SUPPLIED RECORDS:

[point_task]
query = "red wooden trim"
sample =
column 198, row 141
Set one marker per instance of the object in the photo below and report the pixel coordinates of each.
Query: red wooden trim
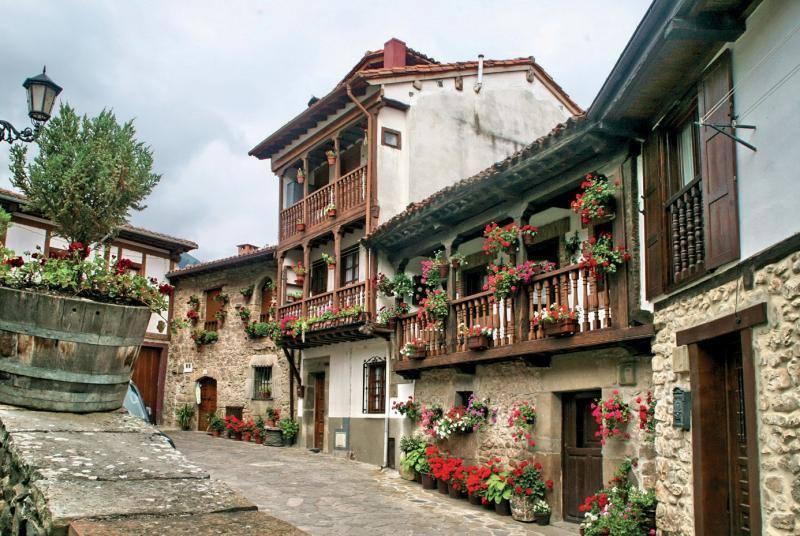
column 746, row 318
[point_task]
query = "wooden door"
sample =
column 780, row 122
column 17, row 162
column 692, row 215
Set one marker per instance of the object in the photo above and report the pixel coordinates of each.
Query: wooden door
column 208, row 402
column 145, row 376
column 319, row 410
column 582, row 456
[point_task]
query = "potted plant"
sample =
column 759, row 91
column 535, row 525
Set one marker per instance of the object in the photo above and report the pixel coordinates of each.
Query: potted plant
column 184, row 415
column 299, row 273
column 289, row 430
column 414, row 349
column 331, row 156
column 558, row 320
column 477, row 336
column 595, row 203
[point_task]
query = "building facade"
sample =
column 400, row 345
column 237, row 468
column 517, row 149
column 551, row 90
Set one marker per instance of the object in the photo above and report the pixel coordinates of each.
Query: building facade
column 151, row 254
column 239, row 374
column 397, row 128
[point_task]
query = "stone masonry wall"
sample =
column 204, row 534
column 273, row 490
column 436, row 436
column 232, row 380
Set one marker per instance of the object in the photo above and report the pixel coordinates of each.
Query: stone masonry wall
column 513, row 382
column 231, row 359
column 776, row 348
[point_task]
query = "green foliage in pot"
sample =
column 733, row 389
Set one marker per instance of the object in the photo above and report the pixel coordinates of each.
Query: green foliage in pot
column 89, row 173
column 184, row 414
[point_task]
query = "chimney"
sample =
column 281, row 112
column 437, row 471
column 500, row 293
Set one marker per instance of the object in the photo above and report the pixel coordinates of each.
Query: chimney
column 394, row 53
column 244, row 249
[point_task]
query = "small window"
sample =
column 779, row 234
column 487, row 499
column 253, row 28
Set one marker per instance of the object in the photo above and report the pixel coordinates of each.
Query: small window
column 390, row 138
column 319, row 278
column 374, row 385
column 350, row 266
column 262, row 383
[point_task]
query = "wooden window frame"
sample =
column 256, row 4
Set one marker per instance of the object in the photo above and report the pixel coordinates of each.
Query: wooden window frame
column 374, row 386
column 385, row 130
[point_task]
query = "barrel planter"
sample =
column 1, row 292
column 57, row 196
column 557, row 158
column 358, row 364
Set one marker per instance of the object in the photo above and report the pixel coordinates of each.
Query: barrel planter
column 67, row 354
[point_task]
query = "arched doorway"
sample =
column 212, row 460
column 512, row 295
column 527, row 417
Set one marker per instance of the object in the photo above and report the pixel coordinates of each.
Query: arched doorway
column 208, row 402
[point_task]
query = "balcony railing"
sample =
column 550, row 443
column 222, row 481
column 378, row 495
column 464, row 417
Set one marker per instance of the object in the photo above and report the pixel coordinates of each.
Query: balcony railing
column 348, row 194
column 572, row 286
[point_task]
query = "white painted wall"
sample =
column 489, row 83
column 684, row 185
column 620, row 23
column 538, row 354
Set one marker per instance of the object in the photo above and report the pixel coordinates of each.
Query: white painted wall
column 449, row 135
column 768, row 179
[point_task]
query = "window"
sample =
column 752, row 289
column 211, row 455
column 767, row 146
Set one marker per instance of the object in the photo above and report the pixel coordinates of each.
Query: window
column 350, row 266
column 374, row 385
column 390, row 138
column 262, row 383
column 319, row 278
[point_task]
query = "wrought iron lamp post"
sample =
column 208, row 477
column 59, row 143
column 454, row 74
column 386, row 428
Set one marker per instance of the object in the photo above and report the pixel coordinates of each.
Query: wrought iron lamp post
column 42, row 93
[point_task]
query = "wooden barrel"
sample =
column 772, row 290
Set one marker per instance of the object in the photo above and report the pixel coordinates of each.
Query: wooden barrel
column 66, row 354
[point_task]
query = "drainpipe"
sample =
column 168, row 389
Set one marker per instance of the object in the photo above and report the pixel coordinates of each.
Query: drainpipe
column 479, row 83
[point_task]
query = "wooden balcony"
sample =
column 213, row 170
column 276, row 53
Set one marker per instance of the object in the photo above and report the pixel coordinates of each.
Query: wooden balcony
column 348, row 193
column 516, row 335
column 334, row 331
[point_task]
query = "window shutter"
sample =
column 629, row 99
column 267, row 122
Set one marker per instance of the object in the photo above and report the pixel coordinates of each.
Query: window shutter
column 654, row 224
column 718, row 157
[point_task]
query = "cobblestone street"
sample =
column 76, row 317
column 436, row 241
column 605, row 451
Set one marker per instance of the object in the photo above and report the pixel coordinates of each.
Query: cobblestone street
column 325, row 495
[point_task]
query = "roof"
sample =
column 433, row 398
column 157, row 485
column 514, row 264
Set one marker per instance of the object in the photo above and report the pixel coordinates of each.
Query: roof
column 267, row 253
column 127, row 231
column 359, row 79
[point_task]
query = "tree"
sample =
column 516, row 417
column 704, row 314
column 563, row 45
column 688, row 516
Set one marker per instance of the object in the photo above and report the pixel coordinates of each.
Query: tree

ASSIGNMENT: From the first line of the material down to the line containing "column 692, row 215", inclusive, return each line exactly, skipping any picture.

RESULT OF THE TASK:
[point_task]
query = "red wooden trim"
sample =
column 198, row 141
Set one marker per instance of the object in the photo below and report the pixel coordinates of each.
Query: red wooden trim
column 746, row 318
[point_task]
query = "wooden door"
sample =
column 780, row 122
column 17, row 162
column 692, row 215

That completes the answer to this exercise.